— Exercise text —
Seanad debates

Wednesday, 29 July 2020

Social Welfare (Covid-19) (Amendment) Bill 2020: Second Stage

 

1:00 pm

Photo of Eugene MurphyEugene Murphy (Fianna Fail) | Oireachtas source

I welcome the Minister and wish her well. I commend her on the work she did in her last Ministry. If we are to be fair here, with what has happened in this country, the Department of Employment Affairs and Social Protection is a baptism of fire for the Minister as well. It is not simple or easy. I am constantly reminded that while we need to be fair and make sure people are treated as equal, we are in the middle of the greatest pandemic that any of us have ever seen and we do not know where it is going. We have to allow for that to some extent in terms of how the Government reacts and acts on things.

(Stored data)

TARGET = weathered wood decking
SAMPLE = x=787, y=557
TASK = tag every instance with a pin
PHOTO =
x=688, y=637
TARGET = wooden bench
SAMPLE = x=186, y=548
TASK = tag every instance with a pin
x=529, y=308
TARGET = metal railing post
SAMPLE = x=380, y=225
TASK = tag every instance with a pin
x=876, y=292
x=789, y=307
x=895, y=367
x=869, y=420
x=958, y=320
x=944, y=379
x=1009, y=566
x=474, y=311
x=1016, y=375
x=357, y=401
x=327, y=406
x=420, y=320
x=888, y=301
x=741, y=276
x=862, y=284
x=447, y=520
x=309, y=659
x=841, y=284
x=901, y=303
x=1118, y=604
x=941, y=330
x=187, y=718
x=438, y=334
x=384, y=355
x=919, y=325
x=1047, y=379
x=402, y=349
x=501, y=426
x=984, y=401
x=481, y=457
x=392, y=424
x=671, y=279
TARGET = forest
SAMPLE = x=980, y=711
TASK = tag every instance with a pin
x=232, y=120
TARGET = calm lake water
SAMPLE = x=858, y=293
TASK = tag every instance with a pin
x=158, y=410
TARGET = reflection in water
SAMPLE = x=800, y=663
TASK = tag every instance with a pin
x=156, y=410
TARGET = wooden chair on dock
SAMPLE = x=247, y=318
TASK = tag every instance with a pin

— Questions to answer —
**a)** Answer these questions from the Seanad debate:
(i) On what date did the debate take place?
(ii) Which bill was at Second Stage?
(iii) To which party does Eugene Murphy belong?
**b)** Shorten the paragraph of the Seanad debate that begins "I welcome the Minister" and keep its main points.
**c)** According to the Seanad debate, why should some allowance be made for how the Government reacts and acts on things? Answer in one to three sentences.
The records play no part in this exercise.

— Your written answers —
**a)**
(i) Wednesday, 29 July 2020
(ii) The Social Welfare (Covid-19) (Amendment) Bill 2020
(iii) Fianna Fail

**b)** Murphy welcomes the Minister and praises her work in her previous Ministry. He says the Department of Employment Affairs and Social Protection is a hard baptism of fire given recent events. People must be treated fairly and equally, but the country is in the middle of the greatest pandemic anyone has seen, with an unknown course. That must be allowed for to some extent in how the Government reacts and acts.

**c)** Allowance should be made because the country is in the middle of the greatest pandemic that any of them have ever seen. No one knows where it is going.